== DATA IN THIS EXERCISE ==

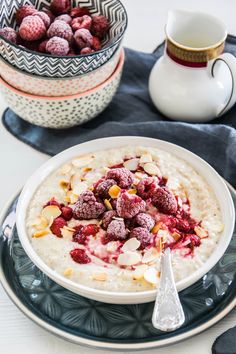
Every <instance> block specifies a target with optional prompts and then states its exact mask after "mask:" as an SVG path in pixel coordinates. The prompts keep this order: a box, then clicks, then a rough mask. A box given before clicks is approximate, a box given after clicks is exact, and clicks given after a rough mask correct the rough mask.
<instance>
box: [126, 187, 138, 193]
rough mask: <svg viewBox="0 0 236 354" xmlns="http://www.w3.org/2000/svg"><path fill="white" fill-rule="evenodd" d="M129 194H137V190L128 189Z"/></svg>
mask: <svg viewBox="0 0 236 354" xmlns="http://www.w3.org/2000/svg"><path fill="white" fill-rule="evenodd" d="M127 192H128V193H129V194H137V189H134V188H132V189H128V191H127Z"/></svg>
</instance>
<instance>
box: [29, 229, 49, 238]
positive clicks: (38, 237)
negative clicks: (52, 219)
mask: <svg viewBox="0 0 236 354" xmlns="http://www.w3.org/2000/svg"><path fill="white" fill-rule="evenodd" d="M50 233H51V232H50V230H41V231H37V232H35V233H34V234H33V235H32V237H34V238H39V237H43V236H45V235H48V234H50Z"/></svg>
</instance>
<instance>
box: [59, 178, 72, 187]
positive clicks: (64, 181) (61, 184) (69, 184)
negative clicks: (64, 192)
mask: <svg viewBox="0 0 236 354" xmlns="http://www.w3.org/2000/svg"><path fill="white" fill-rule="evenodd" d="M59 186H60V187H61V188H62V189H66V190H68V189H70V182H69V181H66V180H65V179H61V180H60V181H59Z"/></svg>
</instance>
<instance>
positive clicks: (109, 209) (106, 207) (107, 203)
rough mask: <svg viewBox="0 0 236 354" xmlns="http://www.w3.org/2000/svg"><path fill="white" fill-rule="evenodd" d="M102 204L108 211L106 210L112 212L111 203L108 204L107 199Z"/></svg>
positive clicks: (108, 199) (107, 201)
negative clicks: (105, 207)
mask: <svg viewBox="0 0 236 354" xmlns="http://www.w3.org/2000/svg"><path fill="white" fill-rule="evenodd" d="M104 204H105V206H106V208H107V209H108V210H112V209H113V208H112V205H111V203H110V201H109V199H105V200H104Z"/></svg>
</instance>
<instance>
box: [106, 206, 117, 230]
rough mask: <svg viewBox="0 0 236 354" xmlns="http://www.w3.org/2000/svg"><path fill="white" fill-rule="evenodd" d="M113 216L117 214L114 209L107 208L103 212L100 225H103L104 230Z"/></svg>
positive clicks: (114, 215)
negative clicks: (106, 210) (103, 212)
mask: <svg viewBox="0 0 236 354" xmlns="http://www.w3.org/2000/svg"><path fill="white" fill-rule="evenodd" d="M114 216H117V213H116V211H115V210H108V211H106V212H105V213H104V215H103V218H102V226H103V227H104V229H105V230H106V229H107V228H108V225H109V224H110V222H111V221H112V219H113V217H114Z"/></svg>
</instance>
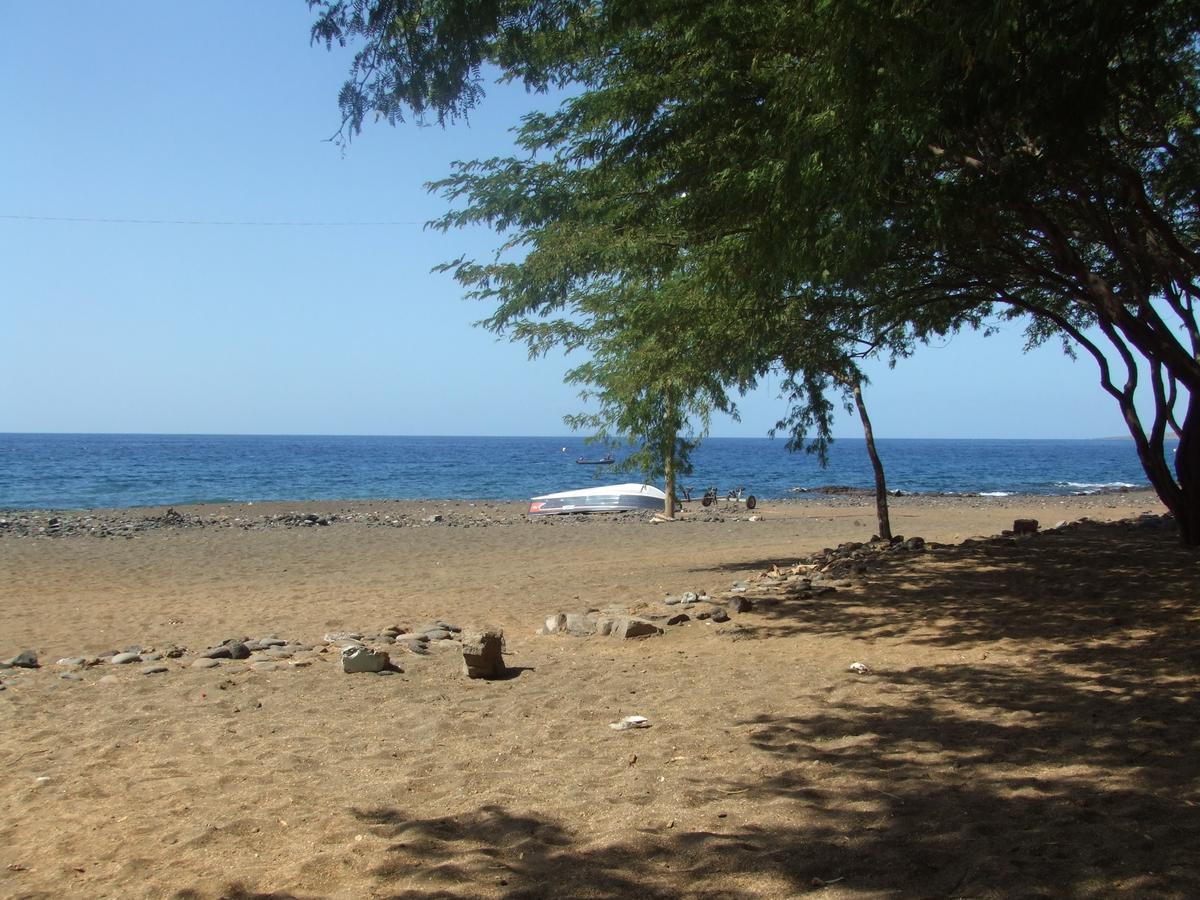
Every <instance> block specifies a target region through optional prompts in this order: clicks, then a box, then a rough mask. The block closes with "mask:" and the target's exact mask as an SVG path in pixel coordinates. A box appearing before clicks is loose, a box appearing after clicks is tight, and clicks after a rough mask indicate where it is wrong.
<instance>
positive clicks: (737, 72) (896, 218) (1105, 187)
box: [314, 0, 1200, 545]
mask: <svg viewBox="0 0 1200 900" xmlns="http://www.w3.org/2000/svg"><path fill="white" fill-rule="evenodd" d="M316 6H319V7H322V14H320V17H319V18H318V25H317V28H316V29H314V35H316V36H317V37H318V38H319V40H325V41H332V40H364V41H365V47H364V49H362V50H361V52H360V54H359V56H358V62H356V67H355V70H354V72H353V73H352V76H353V78H352V82H350V83H348V85H347V86H346V89H343V94H342V108H343V114H344V116H346V119H344V125H346V127H347V128H348V133H353V131H354V130H355V128H358V127H360V126H361V122H362V118H364V115H366V112H367V110H368V109H377V110H379V112H380V114H382V115H384V116H385V118H389V119H392V120H395V119H396V118H397V116H400V115H402V113H403V110H406V109H407V110H412V112H413V113H415V114H416V115H418V116H420V115H425V114H436V115H437V118H438V119H439V120H444V119H445V118H448V116H449V118H454V116H456V115H461V114H464V113H466V112H467V110H468V109H469V108H470V106H472V104H473V103H474V102H476V101H478V100H479V96H480V91H481V73H482V71H484V70H482V67H484V66H485V65H494V66H497V67H498V71H499V72H500V73H502V74H503V77H508V78H517V79H523V80H524V82H526V84H528V85H529V86H532V88H533V89H545V88H547V86H553V85H562V84H566V83H570V84H574V85H576V86H577V92H576V94H574V95H572V97H571V98H570V100H569V101H566V102H565V103H564V104H563V107H562V108H560V109H559V110H558V113H557V114H553V115H534V116H527V118H526V120H524V122H523V126H522V139H523V142H524V143H526V146H527V148H528V149H529V150H530V152H535V151H536V150H538V149H539V148H540V149H545V148H562V146H563V145H564V144H565V145H566V146H568V148H569V152H566V154H565V155H557V156H554V157H552V158H551V161H548V162H544V163H538V164H532V166H529V167H527V168H521V169H512V170H511V172H510V173H509V174H510V175H511V176H512V179H514V180H512V182H511V187H512V188H514V194H512V196H514V197H515V192H517V191H532V192H535V193H536V194H538V197H539V202H541V203H542V211H544V212H545V215H546V217H547V221H548V220H552V218H553V217H554V216H556V215H557V214H558V211H559V205H558V204H562V203H564V202H566V200H574V202H578V203H580V204H586V203H594V204H595V205H596V209H598V210H599V215H600V221H601V222H602V230H604V232H605V233H606V236H607V238H608V239H610V240H612V241H613V244H612V246H610V247H600V246H596V245H593V246H592V247H590V250H589V252H590V253H592V256H588V257H586V258H584V259H583V260H582V262H581V264H580V266H578V271H580V272H581V274H582V272H587V275H586V276H583V277H593V275H594V274H595V272H605V271H608V272H612V274H614V275H641V276H644V275H647V274H653V272H659V274H662V272H672V271H678V270H680V269H682V268H684V266H686V271H688V278H689V280H691V281H692V283H695V284H696V286H697V287H703V289H704V290H707V292H708V293H707V295H709V296H713V298H718V299H719V304H720V305H721V306H722V308H724V312H721V311H716V312H714V316H715V318H716V320H722V319H725V320H727V319H728V318H730V317H731V316H744V317H748V318H769V319H773V320H779V322H787V320H790V319H792V318H799V319H804V318H809V317H810V313H811V312H812V311H814V310H817V311H818V312H820V316H818V318H820V317H827V318H832V320H834V322H835V323H838V324H839V325H840V324H842V323H848V325H850V334H859V335H863V336H865V338H866V340H869V341H872V342H875V341H880V340H882V341H884V342H886V344H887V346H888V347H890V348H898V347H899V348H905V347H911V346H912V344H913V342H919V341H920V340H923V338H925V337H926V336H929V335H931V334H940V332H942V331H944V330H949V329H954V328H960V326H962V325H977V324H979V323H982V322H985V320H988V319H989V317H994V316H1002V317H1012V318H1021V319H1022V320H1025V322H1026V323H1027V328H1028V338H1030V342H1031V343H1038V342H1042V341H1045V340H1051V338H1056V340H1062V341H1063V344H1064V348H1067V349H1068V350H1069V352H1074V350H1075V349H1080V348H1081V349H1082V350H1084V352H1086V353H1087V354H1090V355H1091V356H1092V358H1093V360H1094V361H1096V364H1097V366H1098V368H1099V372H1100V382H1102V385H1103V388H1104V390H1105V391H1108V392H1109V394H1110V395H1111V396H1112V397H1114V398H1115V400H1116V402H1117V404H1118V407H1120V409H1121V412H1122V415H1123V416H1124V419H1126V422H1127V425H1128V427H1129V431H1130V434H1132V436H1133V438H1134V440H1135V444H1136V448H1138V452H1139V456H1140V458H1141V461H1142V466H1144V468H1145V469H1146V473H1147V476H1148V478H1150V480H1151V482H1152V484H1153V485H1154V487H1156V490H1157V491H1158V493H1159V497H1160V498H1162V499H1163V502H1164V503H1165V504H1166V506H1168V508H1169V509H1170V510H1171V511H1172V512H1174V514H1175V516H1176V520H1177V521H1178V524H1180V529H1181V535H1182V538H1183V540H1184V541H1186V542H1188V544H1192V545H1196V544H1200V403H1198V402H1195V396H1196V389H1198V388H1200V328H1198V323H1196V319H1195V311H1194V304H1195V301H1196V298H1198V293H1200V288H1198V270H1200V251H1198V216H1196V212H1198V203H1200V196H1198V187H1196V185H1198V184H1200V140H1198V124H1200V113H1198V97H1200V78H1198V47H1200V7H1196V5H1195V4H1193V2H1182V1H1181V0H1150V1H1148V2H1142V4H1138V5H1130V4H1126V2H1117V1H1116V0H1096V1H1094V2H1090V4H1079V2H1074V1H1072V0H1042V1H1037V2H1034V0H1000V1H998V2H986V4H984V2H979V1H973V2H972V1H968V2H962V1H961V0H958V1H956V2H950V1H949V0H920V1H919V0H893V2H886V4H880V2H868V1H866V0H844V1H840V2H806V4H793V2H784V1H782V0H763V1H762V2H755V4H737V2H732V1H730V0H726V1H725V2H698V1H695V2H671V4H664V2H655V1H654V0H648V1H647V2H637V4H635V2H630V1H622V0H605V1H602V2H582V0H581V1H580V2H551V1H550V0H511V1H510V2H475V1H473V0H455V1H451V0H440V1H437V2H434V1H433V0H426V1H425V2H422V1H421V0H374V1H371V0H356V1H352V0H347V1H346V2H332V4H328V2H326V4H322V2H318V4H316ZM539 166H547V167H548V168H539ZM497 173H498V170H493V173H492V174H497ZM462 174H464V173H460V175H462ZM467 174H470V173H467ZM544 176H545V179H546V181H545V182H544V181H542V178H544ZM547 187H548V191H546V192H544V188H547ZM564 188H565V190H566V193H565V194H564V193H563V192H562V191H563V190H564ZM491 212H492V214H493V218H492V220H491V221H492V223H493V224H498V226H500V227H505V226H506V224H509V223H511V222H510V221H508V220H506V209H505V206H504V205H503V203H500V202H498V203H497V204H493V205H491ZM530 256H532V254H530ZM569 270H570V269H569V268H565V269H564V270H563V271H569ZM527 271H533V270H532V269H527ZM462 274H464V275H470V274H472V271H470V270H469V269H463V270H462ZM475 274H479V275H484V272H482V271H481V270H479V271H476V272H475ZM512 277H514V282H512V283H514V284H518V287H520V278H521V276H520V275H518V274H515V272H514V276H512ZM480 283H482V282H480ZM574 283H576V282H574V281H572V280H571V278H570V277H568V278H566V280H565V281H559V282H558V283H556V284H553V286H552V288H553V289H552V290H551V293H550V294H548V295H547V301H548V302H550V304H562V301H563V298H564V296H566V295H568V294H569V292H570V289H571V286H572V284H574ZM564 292H566V293H564ZM502 305H503V304H502ZM797 310H798V311H799V316H798V317H797V316H794V314H793V313H794V312H796V311H797ZM731 311H732V312H731ZM830 311H832V312H830ZM785 332H786V330H785ZM743 349H744V348H743ZM751 349H754V348H751ZM811 361H812V360H805V366H808V364H809V362H811ZM761 362H762V355H761V354H758V353H755V352H751V353H749V354H748V355H745V356H742V358H738V354H737V353H736V352H731V353H730V354H728V355H726V356H724V358H719V359H714V361H713V370H712V371H714V372H722V373H731V372H732V373H743V374H744V373H745V372H746V371H748V370H749V371H751V372H752V371H755V370H757V368H758V367H760V365H761ZM804 371H808V368H805V370H804ZM814 371H820V370H814ZM1142 394H1145V395H1147V403H1148V406H1150V408H1151V409H1152V413H1151V416H1150V420H1148V421H1146V422H1144V421H1142V419H1141V416H1140V414H1139V412H1138V398H1139V396H1141V395H1142ZM1169 432H1174V433H1175V434H1177V436H1178V438H1180V443H1178V448H1177V451H1176V455H1175V461H1174V467H1172V464H1171V460H1170V458H1169V456H1168V449H1169V448H1168V446H1166V436H1168V433H1169Z"/></svg>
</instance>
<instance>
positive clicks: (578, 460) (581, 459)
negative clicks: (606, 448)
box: [575, 454, 616, 466]
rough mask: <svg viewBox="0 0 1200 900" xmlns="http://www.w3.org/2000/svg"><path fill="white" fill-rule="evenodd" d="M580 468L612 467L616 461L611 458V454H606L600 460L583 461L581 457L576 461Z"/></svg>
mask: <svg viewBox="0 0 1200 900" xmlns="http://www.w3.org/2000/svg"><path fill="white" fill-rule="evenodd" d="M575 462H577V463H578V464H580V466H612V463H614V462H616V460H613V458H612V454H608V455H607V456H605V457H604V458H602V460H584V458H583V457H582V456H581V457H580V458H578V460H576V461H575Z"/></svg>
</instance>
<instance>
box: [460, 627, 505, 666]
mask: <svg viewBox="0 0 1200 900" xmlns="http://www.w3.org/2000/svg"><path fill="white" fill-rule="evenodd" d="M503 653H504V632H503V631H500V629H498V628H494V626H488V628H482V629H467V630H464V631H463V632H462V665H463V671H466V673H467V677H468V678H500V677H503V676H504V673H505V668H504V656H503Z"/></svg>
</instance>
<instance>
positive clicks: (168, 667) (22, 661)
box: [0, 620, 503, 689]
mask: <svg viewBox="0 0 1200 900" xmlns="http://www.w3.org/2000/svg"><path fill="white" fill-rule="evenodd" d="M478 631H479V630H476V631H475V632H473V634H476V632H478ZM484 631H494V632H496V634H499V631H498V630H497V629H485V630H484ZM502 637H503V636H502ZM462 642H463V637H462V629H460V628H458V626H457V625H452V624H450V623H448V622H442V620H436V622H430V623H426V624H424V625H419V626H416V628H414V629H408V628H404V626H402V625H389V626H385V628H382V629H379V630H378V631H377V632H371V634H367V632H361V631H332V632H329V634H326V635H325V636H324V638H323V640H322V641H319V642H316V643H304V642H300V641H289V640H286V638H282V637H278V636H277V635H268V636H265V637H260V638H257V640H252V638H248V637H230V638H226V640H224V641H222V642H221V643H218V644H215V646H212V647H209V648H206V649H204V650H200V652H199V653H198V654H196V659H194V660H192V662H191V664H190V666H191V667H192V668H216V667H217V666H221V665H222V664H224V662H232V661H240V662H245V664H246V665H247V666H248V668H251V670H253V671H258V672H270V671H277V670H286V668H305V667H307V666H311V665H312V664H313V662H314V661H317V660H318V659H320V658H323V656H325V655H328V654H330V653H332V652H336V653H340V654H341V656H342V664H343V671H346V672H362V671H371V672H383V673H390V672H397V671H400V670H398V668H397V667H396V666H395V665H394V664H391V660H390V655H389V653H388V652H386V650H384V649H382V648H383V647H391V648H392V649H394V650H395V649H397V648H398V649H400V652H402V653H410V654H415V655H419V656H420V655H426V654H427V653H428V652H430V648H431V647H437V646H446V647H458V646H462ZM490 647H491V644H490V643H488V648H487V649H481V650H476V655H478V654H479V653H484V654H488V655H490V654H492V650H491V649H490ZM347 650H349V652H350V653H349V654H348V653H347ZM186 654H187V649H186V648H182V647H175V646H167V647H163V648H157V649H156V648H154V647H139V646H132V647H126V648H125V649H124V650H108V652H106V653H101V654H95V655H80V656H65V658H62V659H59V660H58V661H56V662H55V664H54V665H55V666H58V667H60V668H66V670H67V671H66V672H64V673H61V674H60V677H61V678H64V679H65V680H80V678H79V676H78V671H80V670H86V668H94V667H96V666H131V667H132V666H133V665H134V664H143V667H142V668H140V670H139V671H140V672H142V673H143V674H148V676H149V674H161V673H164V672H168V671H170V667H168V666H167V665H164V662H166V661H167V660H178V659H181V658H182V656H185V655H186ZM464 656H466V654H464ZM379 660H382V665H380V664H379ZM40 667H41V662H40V661H38V659H37V653H36V652H35V650H31V649H28V650H22V652H20V653H18V654H17V655H16V656H12V658H11V659H4V660H0V670H13V668H40ZM474 668H478V670H481V668H484V664H482V662H479V664H476V665H475V666H474ZM493 668H494V665H493ZM479 677H482V676H479ZM102 680H103V679H102ZM0 689H2V682H0Z"/></svg>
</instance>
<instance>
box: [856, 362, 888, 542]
mask: <svg viewBox="0 0 1200 900" xmlns="http://www.w3.org/2000/svg"><path fill="white" fill-rule="evenodd" d="M851 390H852V391H853V394H854V406H856V407H858V418H859V419H862V420H863V436H864V437H865V438H866V454H868V455H869V456H870V457H871V468H872V469H875V515H876V516H877V517H878V520H880V536H881V538H882V539H883V540H892V522H890V521H889V520H888V482H887V481H886V480H884V478H883V462H882V461H881V460H880V454H878V451H877V450H876V449H875V432H874V431H872V430H871V420H870V416H868V415H866V403H864V402H863V385H862V382H858V380H856V382H853V384H852V385H851Z"/></svg>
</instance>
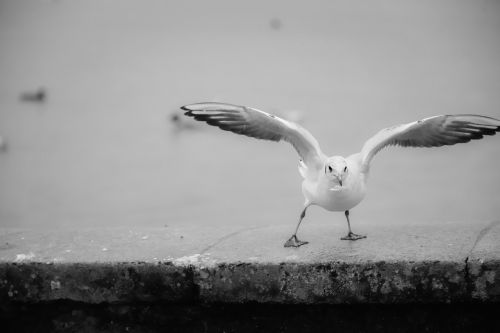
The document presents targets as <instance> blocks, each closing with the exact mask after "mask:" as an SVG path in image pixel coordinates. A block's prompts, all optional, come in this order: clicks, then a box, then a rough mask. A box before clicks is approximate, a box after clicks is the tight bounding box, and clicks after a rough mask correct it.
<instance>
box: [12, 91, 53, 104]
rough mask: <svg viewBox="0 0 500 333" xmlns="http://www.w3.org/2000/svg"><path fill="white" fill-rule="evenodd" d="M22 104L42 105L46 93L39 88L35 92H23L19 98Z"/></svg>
mask: <svg viewBox="0 0 500 333" xmlns="http://www.w3.org/2000/svg"><path fill="white" fill-rule="evenodd" d="M19 98H20V100H21V101H23V102H32V103H43V102H45V100H46V99H47V91H46V90H45V89H44V88H42V87H40V88H38V90H36V91H25V92H23V93H21V96H20V97H19Z"/></svg>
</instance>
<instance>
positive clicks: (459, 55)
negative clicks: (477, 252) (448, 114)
mask: <svg viewBox="0 0 500 333" xmlns="http://www.w3.org/2000/svg"><path fill="white" fill-rule="evenodd" d="M499 36H500V1H494V0H481V1H467V0H444V1H431V0H424V1H401V0H383V1H369V2H367V1H351V0H349V1H347V0H345V1H339V0H333V1H332V0H328V1H316V0H315V1H300V2H299V1H262V0H258V1H257V0H254V1H221V0H217V1H132V0H119V1H118V0H116V1H111V0H106V1H97V0H91V1H76V0H72V1H70V0H66V1H65V0H59V1H34V0H31V1H29V0H26V1H14V0H12V1H6V0H0V136H1V137H2V138H3V140H5V142H6V145H5V149H4V151H2V152H0V226H2V227H43V228H45V227H66V226H68V227H74V226H132V225H134V226H135V225H143V226H164V225H186V224H189V225H199V224H210V225H214V227H219V226H222V225H224V224H228V223H231V224H237V225H241V226H263V225H268V224H278V223H279V224H283V223H290V230H292V229H293V227H294V226H295V223H296V221H297V218H298V214H299V213H300V210H301V206H302V202H303V197H302V194H301V190H300V181H301V179H300V175H299V173H298V171H297V159H298V158H297V155H296V153H295V151H294V150H293V149H292V147H291V146H290V145H288V144H283V143H269V142H264V141H259V140H253V139H249V138H246V137H240V136H237V135H234V134H232V133H227V132H223V131H220V130H218V129H216V128H212V127H208V126H206V127H203V126H201V124H198V123H196V125H193V123H190V122H189V120H188V119H182V118H180V120H182V122H177V123H173V122H172V121H171V119H172V116H173V115H175V114H176V113H177V114H179V111H178V107H179V106H181V105H184V104H190V103H195V102H202V101H223V102H230V103H235V104H243V105H249V106H253V107H257V108H260V109H262V110H265V111H268V112H277V113H278V112H279V113H282V114H285V117H286V114H287V111H290V110H293V113H289V114H290V115H297V114H298V115H300V117H301V121H302V122H303V126H305V127H306V128H307V129H309V130H310V131H311V132H312V133H313V135H315V136H316V138H317V139H318V140H319V142H320V144H321V146H322V149H323V151H324V152H325V153H327V154H328V155H337V154H340V155H349V154H351V153H354V152H357V151H359V150H360V148H361V146H362V144H363V143H364V141H365V140H366V139H368V138H369V137H370V136H371V135H373V134H374V133H375V132H377V131H378V130H379V129H381V128H383V127H387V126H391V125H394V124H398V123H402V122H409V121H413V120H417V119H420V118H423V117H428V116H431V115H435V114H443V113H478V114H484V115H489V116H493V117H497V118H500V38H499ZM39 88H42V89H44V90H45V92H46V96H45V97H46V98H45V99H44V100H43V101H36V100H35V101H26V100H25V101H22V100H20V97H19V96H20V94H22V93H24V92H29V91H37V89H39ZM35 99H36V98H35ZM192 125H193V126H194V127H192ZM499 168H500V137H498V136H496V137H488V138H486V139H485V140H481V141H475V142H472V143H468V144H465V145H458V146H453V147H445V148H439V149H403V148H390V149H386V150H384V151H383V152H381V153H380V154H379V155H378V156H377V157H376V158H375V160H374V163H373V166H372V172H371V178H370V181H369V193H368V195H367V197H366V199H365V200H364V201H363V202H362V203H361V204H360V205H359V206H357V207H356V208H354V209H353V210H352V211H351V214H352V215H351V216H352V221H353V223H354V225H360V224H363V223H423V222H425V223H428V222H435V223H444V222H449V221H462V222H464V221H470V222H471V223H475V222H477V221H489V220H492V219H497V218H498V217H499V216H500V214H499V213H500V191H499V185H500V172H499V171H498V170H499ZM305 221H306V222H305V224H312V223H323V222H324V223H336V224H344V223H345V222H344V217H343V214H341V213H329V212H326V211H324V210H322V209H321V208H313V209H310V210H309V212H308V217H307V219H306V220H305ZM305 224H304V225H305ZM356 230H359V229H358V228H356Z"/></svg>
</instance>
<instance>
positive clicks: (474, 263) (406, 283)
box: [0, 260, 500, 304]
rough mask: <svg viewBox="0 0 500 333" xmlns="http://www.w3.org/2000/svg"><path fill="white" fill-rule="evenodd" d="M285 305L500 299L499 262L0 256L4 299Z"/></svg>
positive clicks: (388, 303) (28, 300)
mask: <svg viewBox="0 0 500 333" xmlns="http://www.w3.org/2000/svg"><path fill="white" fill-rule="evenodd" d="M56 300H72V301H79V302H85V303H91V304H95V303H101V302H111V303H125V302H174V303H175V302H202V303H214V302H230V303H245V302H259V303H283V304H317V303H329V304H351V303H358V304H359V303H380V304H394V303H429V302H443V303H453V302H464V301H500V261H498V260H496V261H486V262H480V261H472V262H471V261H469V262H468V263H467V264H466V263H463V262H462V263H457V262H442V261H429V262H413V263H411V262H383V261H381V262H366V263H358V264H352V263H344V262H330V263H317V264H315V263H311V264H304V263H302V264H299V263H281V264H278V265H276V264H262V263H261V264H255V263H226V264H219V265H215V266H210V267H198V266H176V265H174V264H172V263H170V262H165V263H144V262H135V263H113V264H104V263H100V264H96V263H88V264H83V263H75V264H43V263H22V264H21V263H19V264H18V263H0V302H10V301H17V302H28V303H32V302H35V303H36V302H45V301H56Z"/></svg>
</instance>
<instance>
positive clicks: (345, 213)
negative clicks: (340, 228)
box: [340, 210, 366, 240]
mask: <svg viewBox="0 0 500 333" xmlns="http://www.w3.org/2000/svg"><path fill="white" fill-rule="evenodd" d="M345 217H346V219H347V227H348V228H349V233H348V234H347V236H345V237H342V238H340V239H342V240H358V239H361V238H366V236H363V235H358V234H355V233H353V232H352V231H351V223H350V222H349V211H348V210H346V211H345Z"/></svg>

===

### [WHAT TO WORK ON]
Please locate each line in the rows above that contains the word "negative" and copy those lines out in full.

### [TASK RESPONSE]
negative clicks: (52, 219)
negative clicks: (64, 192)
negative clicks: (105, 207)
negative clicks: (106, 210) (103, 212)
negative clicks: (606, 448)
negative clicks: (477, 252) (448, 114)
negative clicks: (340, 228)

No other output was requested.